---------- RECORD LIST ----------
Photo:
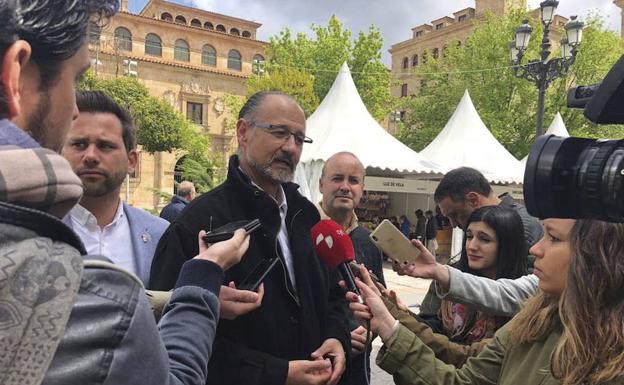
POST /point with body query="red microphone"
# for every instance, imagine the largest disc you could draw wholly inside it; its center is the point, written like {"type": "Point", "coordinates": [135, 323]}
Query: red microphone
{"type": "Point", "coordinates": [335, 248]}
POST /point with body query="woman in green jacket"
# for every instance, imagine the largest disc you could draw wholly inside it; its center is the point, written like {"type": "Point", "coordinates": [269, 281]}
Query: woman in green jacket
{"type": "Point", "coordinates": [571, 332]}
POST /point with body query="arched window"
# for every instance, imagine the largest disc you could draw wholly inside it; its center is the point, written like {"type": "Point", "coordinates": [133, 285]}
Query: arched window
{"type": "Point", "coordinates": [234, 60]}
{"type": "Point", "coordinates": [181, 51]}
{"type": "Point", "coordinates": [153, 45]}
{"type": "Point", "coordinates": [209, 55]}
{"type": "Point", "coordinates": [123, 39]}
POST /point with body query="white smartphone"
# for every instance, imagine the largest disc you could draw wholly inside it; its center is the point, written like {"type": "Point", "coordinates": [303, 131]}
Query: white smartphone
{"type": "Point", "coordinates": [393, 243]}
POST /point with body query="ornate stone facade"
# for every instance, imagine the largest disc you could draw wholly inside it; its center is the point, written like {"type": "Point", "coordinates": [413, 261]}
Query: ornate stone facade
{"type": "Point", "coordinates": [191, 59]}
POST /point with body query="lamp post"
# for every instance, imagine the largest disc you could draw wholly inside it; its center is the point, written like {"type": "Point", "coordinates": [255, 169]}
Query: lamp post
{"type": "Point", "coordinates": [543, 71]}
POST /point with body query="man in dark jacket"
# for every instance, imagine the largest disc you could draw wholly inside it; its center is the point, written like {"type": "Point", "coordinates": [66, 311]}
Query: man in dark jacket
{"type": "Point", "coordinates": [66, 320]}
{"type": "Point", "coordinates": [342, 186]}
{"type": "Point", "coordinates": [302, 319]}
{"type": "Point", "coordinates": [186, 193]}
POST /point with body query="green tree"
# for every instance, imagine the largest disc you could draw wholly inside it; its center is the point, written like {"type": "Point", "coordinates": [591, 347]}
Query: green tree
{"type": "Point", "coordinates": [294, 82]}
{"type": "Point", "coordinates": [322, 56]}
{"type": "Point", "coordinates": [506, 104]}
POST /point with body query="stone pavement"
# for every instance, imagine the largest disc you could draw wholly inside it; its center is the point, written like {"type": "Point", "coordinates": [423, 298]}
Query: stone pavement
{"type": "Point", "coordinates": [411, 291]}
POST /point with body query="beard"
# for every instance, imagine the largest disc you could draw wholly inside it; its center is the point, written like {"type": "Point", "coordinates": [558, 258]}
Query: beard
{"type": "Point", "coordinates": [108, 184]}
{"type": "Point", "coordinates": [275, 175]}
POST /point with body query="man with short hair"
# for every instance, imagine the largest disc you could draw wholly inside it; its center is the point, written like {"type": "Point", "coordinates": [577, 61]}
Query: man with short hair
{"type": "Point", "coordinates": [301, 323]}
{"type": "Point", "coordinates": [464, 189]}
{"type": "Point", "coordinates": [185, 194]}
{"type": "Point", "coordinates": [342, 186]}
{"type": "Point", "coordinates": [101, 149]}
{"type": "Point", "coordinates": [111, 336]}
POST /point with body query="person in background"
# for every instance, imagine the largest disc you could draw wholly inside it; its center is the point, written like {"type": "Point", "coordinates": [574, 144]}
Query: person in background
{"type": "Point", "coordinates": [185, 194]}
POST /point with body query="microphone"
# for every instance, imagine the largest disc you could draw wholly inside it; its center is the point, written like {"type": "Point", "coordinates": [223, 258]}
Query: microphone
{"type": "Point", "coordinates": [335, 248]}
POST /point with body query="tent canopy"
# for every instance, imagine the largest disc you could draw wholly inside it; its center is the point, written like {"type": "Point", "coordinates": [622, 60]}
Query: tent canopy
{"type": "Point", "coordinates": [465, 141]}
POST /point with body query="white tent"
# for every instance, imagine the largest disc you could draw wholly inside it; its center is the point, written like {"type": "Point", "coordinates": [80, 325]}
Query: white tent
{"type": "Point", "coordinates": [557, 127]}
{"type": "Point", "coordinates": [342, 123]}
{"type": "Point", "coordinates": [465, 141]}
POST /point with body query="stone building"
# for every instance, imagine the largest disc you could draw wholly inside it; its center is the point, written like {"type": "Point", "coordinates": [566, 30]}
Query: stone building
{"type": "Point", "coordinates": [429, 40]}
{"type": "Point", "coordinates": [188, 57]}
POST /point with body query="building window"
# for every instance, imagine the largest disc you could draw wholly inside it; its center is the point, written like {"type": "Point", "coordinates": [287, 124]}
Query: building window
{"type": "Point", "coordinates": [153, 45]}
{"type": "Point", "coordinates": [234, 60]}
{"type": "Point", "coordinates": [194, 112]}
{"type": "Point", "coordinates": [123, 39]}
{"type": "Point", "coordinates": [94, 33]}
{"type": "Point", "coordinates": [181, 51]}
{"type": "Point", "coordinates": [209, 56]}
{"type": "Point", "coordinates": [403, 90]}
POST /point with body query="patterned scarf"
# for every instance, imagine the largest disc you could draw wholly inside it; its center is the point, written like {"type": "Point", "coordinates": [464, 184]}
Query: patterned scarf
{"type": "Point", "coordinates": [39, 278]}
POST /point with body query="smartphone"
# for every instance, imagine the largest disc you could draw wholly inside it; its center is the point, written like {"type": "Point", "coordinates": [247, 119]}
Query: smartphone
{"type": "Point", "coordinates": [393, 243]}
{"type": "Point", "coordinates": [226, 232]}
{"type": "Point", "coordinates": [257, 275]}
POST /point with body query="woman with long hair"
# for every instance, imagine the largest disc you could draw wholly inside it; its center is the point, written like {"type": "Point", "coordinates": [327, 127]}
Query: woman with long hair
{"type": "Point", "coordinates": [571, 332]}
{"type": "Point", "coordinates": [494, 247]}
----------
GOAL OF THE EXERCISE — Exclude the pictures. Write out the remaining data exactly.

RESPONSE TO THE EXERCISE —
Photo:
POST /point with body query="red microphone"
# for every instance, imagine the largest disc you could draw wholly inside it; its center is the point, written like {"type": "Point", "coordinates": [135, 323]}
Query: red microphone
{"type": "Point", "coordinates": [335, 248]}
POST /point with body query="woman in green jacket"
# for every instance, imagine the largest disc you could draw wholly inside it; its center is the point, written like {"type": "Point", "coordinates": [269, 281]}
Query: woman in green jacket
{"type": "Point", "coordinates": [571, 332]}
POST /point with body query="arched window"
# for every instance, imagine the largest disc you could draw wholly inside it; its center is the point, written like {"type": "Point", "coordinates": [133, 285]}
Query: arched window
{"type": "Point", "coordinates": [234, 60]}
{"type": "Point", "coordinates": [181, 51]}
{"type": "Point", "coordinates": [153, 45]}
{"type": "Point", "coordinates": [209, 55]}
{"type": "Point", "coordinates": [123, 39]}
POST /point with body query="white smartphone"
# for every instance, imagine the largest disc you could draw wholly inside it; its center is the point, written like {"type": "Point", "coordinates": [303, 131]}
Query: white smartphone
{"type": "Point", "coordinates": [393, 243]}
POST /point with body query="ornate stone facade"
# for every instance, imagine the largest disc you could draw wholly inside it; its center is the point, written like {"type": "Point", "coordinates": [413, 261]}
Query: ornate stone facade
{"type": "Point", "coordinates": [191, 59]}
POST /point with body query="lamp post"
# for every instance, imagine the largest disc you could draw wholly inside it; its center is the point, written like {"type": "Point", "coordinates": [255, 169]}
Query: lamp post
{"type": "Point", "coordinates": [543, 71]}
POST /point with body query="man in dark jacket"
# for every instance, imagine the largest disc you could draw wholly inside it; its center is the point, written like {"type": "Point", "coordinates": [66, 311]}
Query: man in dark jacket
{"type": "Point", "coordinates": [66, 320]}
{"type": "Point", "coordinates": [342, 186]}
{"type": "Point", "coordinates": [302, 319]}
{"type": "Point", "coordinates": [186, 193]}
POST /point with body query="green tree"
# for every instance, imagine the largest disc you could draw wholly inside it; its center is the point, written like {"type": "Point", "coordinates": [591, 347]}
Query: green tree
{"type": "Point", "coordinates": [294, 82]}
{"type": "Point", "coordinates": [322, 56]}
{"type": "Point", "coordinates": [506, 104]}
POST /point with body query="stone pavement"
# for every instance, imagine the largest disc you could draw wholly inside it; its center is the point, written like {"type": "Point", "coordinates": [423, 298]}
Query: stone pavement
{"type": "Point", "coordinates": [411, 291]}
POST /point with body query="beard"
# for every instance, imagine the largest disc you could draw wholly inside it; its center is the point, written like {"type": "Point", "coordinates": [558, 258]}
Query: beard
{"type": "Point", "coordinates": [108, 184]}
{"type": "Point", "coordinates": [275, 175]}
POST /point with body query="man with short hair"
# for every instance, imagine the largest disc you could draw wholly inside it; its center is the point, written like {"type": "Point", "coordinates": [577, 61]}
Query: man with short hair
{"type": "Point", "coordinates": [301, 323]}
{"type": "Point", "coordinates": [464, 189]}
{"type": "Point", "coordinates": [185, 194]}
{"type": "Point", "coordinates": [342, 186]}
{"type": "Point", "coordinates": [101, 149]}
{"type": "Point", "coordinates": [111, 336]}
POST /point with body query="person in background"
# for every instance, imagine the largest disc you could draw wholly inside it; its center is the point, written like {"type": "Point", "coordinates": [574, 144]}
Query: person in background
{"type": "Point", "coordinates": [185, 194]}
POST /point with body query="microphone"
# for every instance, imagine the largest disc you could draw wholly inside it; its center is the point, written like {"type": "Point", "coordinates": [223, 258]}
Query: microphone
{"type": "Point", "coordinates": [335, 248]}
POST /point with body query="tent canopy"
# for every instance, imagine the largest disc you could draw wholly inside it; its center is the point, written like {"type": "Point", "coordinates": [622, 60]}
Query: tent canopy
{"type": "Point", "coordinates": [465, 141]}
POST /point with body query="white tent"
# for every instance, imagine the largest disc you could draw wholly inside it; its center is the point, written like {"type": "Point", "coordinates": [80, 325]}
Query: white tent
{"type": "Point", "coordinates": [557, 127]}
{"type": "Point", "coordinates": [342, 123]}
{"type": "Point", "coordinates": [465, 141]}
POST /point with body query="stone building"
# for every instance, imagine the largest disc you could draw wholly inside it; its center is the point, written like {"type": "Point", "coordinates": [566, 30]}
Query: stone building
{"type": "Point", "coordinates": [429, 40]}
{"type": "Point", "coordinates": [188, 57]}
POST /point with body query="building window"
# for every instance, imagine the largest disc you could draw wholly inside it; its center is the point, written like {"type": "Point", "coordinates": [287, 124]}
Query: building window
{"type": "Point", "coordinates": [153, 45]}
{"type": "Point", "coordinates": [234, 60]}
{"type": "Point", "coordinates": [194, 112]}
{"type": "Point", "coordinates": [123, 39]}
{"type": "Point", "coordinates": [94, 33]}
{"type": "Point", "coordinates": [181, 51]}
{"type": "Point", "coordinates": [209, 56]}
{"type": "Point", "coordinates": [403, 90]}
POST /point with body query="patterned scarf"
# for every instance, imagine the largest disc you could draw wholly inside it; its center is the point, written like {"type": "Point", "coordinates": [464, 184]}
Query: patterned scarf
{"type": "Point", "coordinates": [39, 278]}
POST /point with body query="smartphone"
# for every instance, imagine the largest disc you could draw wholly inside it; its center is the point, written like {"type": "Point", "coordinates": [247, 119]}
Query: smartphone
{"type": "Point", "coordinates": [393, 243]}
{"type": "Point", "coordinates": [226, 232]}
{"type": "Point", "coordinates": [257, 275]}
POST /point with body query="woman with long hair"
# for every instance, imagine the largest disc you could draw wholly inside it; its center is the point, written like {"type": "Point", "coordinates": [327, 127]}
Query: woman with long hair
{"type": "Point", "coordinates": [571, 332]}
{"type": "Point", "coordinates": [494, 247]}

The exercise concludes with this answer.